• _Saved entries_:

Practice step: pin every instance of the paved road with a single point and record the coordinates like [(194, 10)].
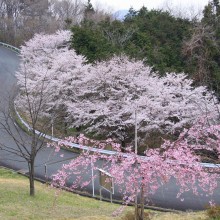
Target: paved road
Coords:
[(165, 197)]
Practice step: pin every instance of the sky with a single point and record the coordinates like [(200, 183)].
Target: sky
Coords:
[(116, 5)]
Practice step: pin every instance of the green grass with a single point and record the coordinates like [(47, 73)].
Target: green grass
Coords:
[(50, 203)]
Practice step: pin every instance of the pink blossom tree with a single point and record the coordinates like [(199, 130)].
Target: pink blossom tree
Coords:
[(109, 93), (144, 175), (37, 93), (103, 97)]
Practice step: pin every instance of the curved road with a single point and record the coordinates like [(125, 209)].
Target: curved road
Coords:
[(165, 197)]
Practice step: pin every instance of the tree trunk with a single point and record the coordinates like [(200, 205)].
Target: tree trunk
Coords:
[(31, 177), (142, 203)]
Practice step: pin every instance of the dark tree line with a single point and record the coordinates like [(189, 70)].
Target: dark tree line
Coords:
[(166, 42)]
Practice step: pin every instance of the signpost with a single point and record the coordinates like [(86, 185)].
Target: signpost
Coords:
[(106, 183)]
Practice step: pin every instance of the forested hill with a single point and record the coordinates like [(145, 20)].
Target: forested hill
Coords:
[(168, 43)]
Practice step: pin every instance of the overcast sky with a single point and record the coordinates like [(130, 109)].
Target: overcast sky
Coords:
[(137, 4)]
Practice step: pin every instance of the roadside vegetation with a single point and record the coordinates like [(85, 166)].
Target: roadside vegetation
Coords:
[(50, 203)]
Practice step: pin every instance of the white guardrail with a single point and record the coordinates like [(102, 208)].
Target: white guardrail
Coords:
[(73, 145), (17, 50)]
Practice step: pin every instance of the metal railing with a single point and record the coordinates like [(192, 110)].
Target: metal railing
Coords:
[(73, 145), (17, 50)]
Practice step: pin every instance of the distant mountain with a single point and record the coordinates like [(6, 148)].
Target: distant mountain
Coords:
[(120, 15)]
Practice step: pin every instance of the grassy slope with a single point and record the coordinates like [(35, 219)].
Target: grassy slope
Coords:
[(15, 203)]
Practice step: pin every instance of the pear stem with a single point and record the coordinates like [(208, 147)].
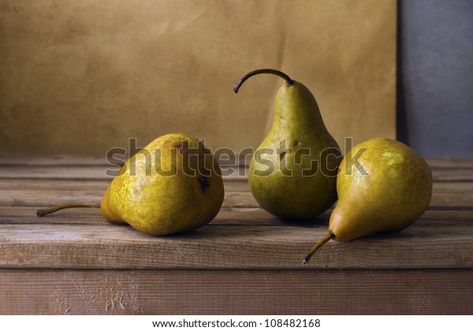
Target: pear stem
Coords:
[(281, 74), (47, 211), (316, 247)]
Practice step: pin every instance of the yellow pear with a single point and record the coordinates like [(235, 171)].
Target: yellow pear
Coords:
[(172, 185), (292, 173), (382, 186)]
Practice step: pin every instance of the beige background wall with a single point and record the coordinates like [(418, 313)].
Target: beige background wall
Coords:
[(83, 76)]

==

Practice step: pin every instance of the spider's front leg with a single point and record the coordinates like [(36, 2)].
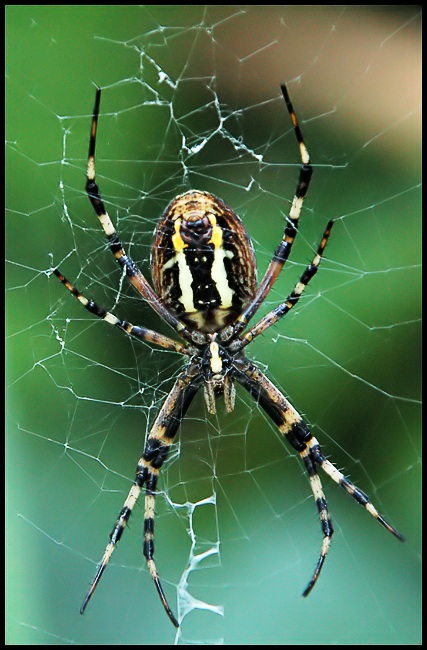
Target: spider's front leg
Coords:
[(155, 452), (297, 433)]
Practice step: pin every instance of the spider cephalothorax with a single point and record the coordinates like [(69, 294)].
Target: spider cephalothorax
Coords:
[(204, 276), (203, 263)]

• _TASK INSTRUCTIONS_: Search the lines above for the string "paved", then show every one that has it.

• _ANSWER_:
Practice step: pin every instance of the paved road with a single point and record the coordinates like [(194, 10)].
Target: paved road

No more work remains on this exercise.